START Listed entries

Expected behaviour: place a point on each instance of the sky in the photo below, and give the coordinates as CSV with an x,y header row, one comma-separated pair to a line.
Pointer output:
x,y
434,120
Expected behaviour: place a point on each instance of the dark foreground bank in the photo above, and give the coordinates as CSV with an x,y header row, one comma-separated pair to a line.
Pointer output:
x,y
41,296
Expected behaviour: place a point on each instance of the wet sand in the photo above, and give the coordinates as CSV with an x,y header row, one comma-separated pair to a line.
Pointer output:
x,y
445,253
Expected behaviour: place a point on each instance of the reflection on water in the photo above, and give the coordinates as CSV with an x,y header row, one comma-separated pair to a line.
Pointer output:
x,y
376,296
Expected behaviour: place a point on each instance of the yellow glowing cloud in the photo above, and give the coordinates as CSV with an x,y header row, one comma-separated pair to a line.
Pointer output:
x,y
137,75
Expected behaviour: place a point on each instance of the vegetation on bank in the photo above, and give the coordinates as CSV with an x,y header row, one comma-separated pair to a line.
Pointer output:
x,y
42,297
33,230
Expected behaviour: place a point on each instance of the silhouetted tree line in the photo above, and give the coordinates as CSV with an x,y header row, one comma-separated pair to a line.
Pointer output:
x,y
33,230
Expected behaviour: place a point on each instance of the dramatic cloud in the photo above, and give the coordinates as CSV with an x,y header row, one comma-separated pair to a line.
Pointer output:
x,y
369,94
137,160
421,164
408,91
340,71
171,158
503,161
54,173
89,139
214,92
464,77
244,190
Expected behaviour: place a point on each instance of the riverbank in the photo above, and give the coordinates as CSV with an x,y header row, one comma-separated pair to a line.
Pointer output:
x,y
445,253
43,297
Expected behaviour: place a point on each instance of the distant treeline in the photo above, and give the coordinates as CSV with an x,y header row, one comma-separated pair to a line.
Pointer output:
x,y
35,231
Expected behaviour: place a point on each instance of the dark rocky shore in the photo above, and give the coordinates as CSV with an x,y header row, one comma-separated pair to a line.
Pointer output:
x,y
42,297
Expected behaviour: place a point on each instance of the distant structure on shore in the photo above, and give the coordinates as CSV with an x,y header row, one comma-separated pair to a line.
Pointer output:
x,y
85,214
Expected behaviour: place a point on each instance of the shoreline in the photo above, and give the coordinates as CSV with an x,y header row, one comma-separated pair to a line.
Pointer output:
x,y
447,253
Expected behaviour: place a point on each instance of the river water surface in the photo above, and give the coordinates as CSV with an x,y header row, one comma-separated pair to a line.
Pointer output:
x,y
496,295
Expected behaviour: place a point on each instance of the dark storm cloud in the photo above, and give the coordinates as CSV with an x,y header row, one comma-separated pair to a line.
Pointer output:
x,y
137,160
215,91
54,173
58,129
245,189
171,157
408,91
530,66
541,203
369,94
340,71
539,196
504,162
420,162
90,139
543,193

END Listed entries
START Listed entries

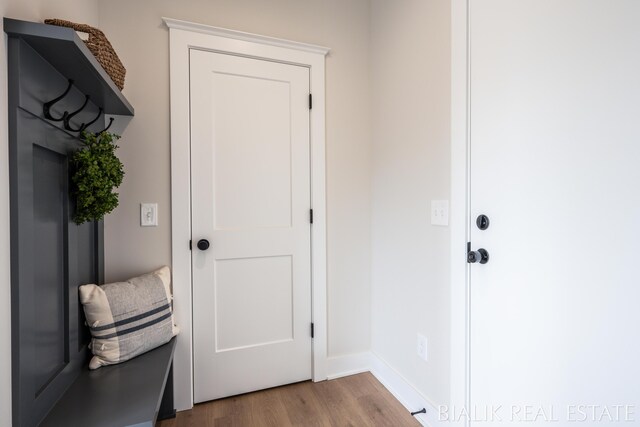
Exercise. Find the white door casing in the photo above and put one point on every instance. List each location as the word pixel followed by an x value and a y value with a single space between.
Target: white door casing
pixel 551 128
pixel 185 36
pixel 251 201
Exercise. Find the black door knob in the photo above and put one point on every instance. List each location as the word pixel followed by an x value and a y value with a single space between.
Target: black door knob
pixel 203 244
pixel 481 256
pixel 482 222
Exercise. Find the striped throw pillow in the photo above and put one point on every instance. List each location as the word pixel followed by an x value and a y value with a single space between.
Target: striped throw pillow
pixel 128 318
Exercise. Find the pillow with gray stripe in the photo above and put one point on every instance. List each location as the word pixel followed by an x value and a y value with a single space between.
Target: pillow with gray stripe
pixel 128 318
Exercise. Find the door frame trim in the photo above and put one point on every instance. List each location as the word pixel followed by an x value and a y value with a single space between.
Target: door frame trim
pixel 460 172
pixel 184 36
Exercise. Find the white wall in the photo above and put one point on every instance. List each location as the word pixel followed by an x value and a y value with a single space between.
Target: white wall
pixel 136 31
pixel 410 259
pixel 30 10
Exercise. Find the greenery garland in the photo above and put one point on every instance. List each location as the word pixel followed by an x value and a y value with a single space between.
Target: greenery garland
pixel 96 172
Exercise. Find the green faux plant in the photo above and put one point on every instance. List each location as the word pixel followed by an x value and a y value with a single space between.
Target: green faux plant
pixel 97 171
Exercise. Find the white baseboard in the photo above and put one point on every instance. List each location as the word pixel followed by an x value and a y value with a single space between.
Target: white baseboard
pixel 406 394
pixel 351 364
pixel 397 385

END Listed entries

* [Task goal]
Scan the entries above for the line containing "Expected behaviour: place a point on each instance of the sky", and copy it and all lines after it exactly, down to and including the line containing "Expected behaviour: place a point on each instance of the wet".

* [Answer area]
Expected behaviour: place a point on each instance of the sky in the photo below, and give the coordinates as CSV with an x,y header row, one comma-separated pair to a line.
Pointer output:
x,y
434,120
Expected behaviour: place a point on each instance of the dark foreground bank in the photo above, and give the coordinates as CSV with an x,y header row, one comma-separated pair to a line.
Pointer output:
x,y
41,296
Expected behaviour: place a point on each instance of the wet sand in the photo above, and give the coordinates as CSV with an x,y header row, one comma-separated pair to a line.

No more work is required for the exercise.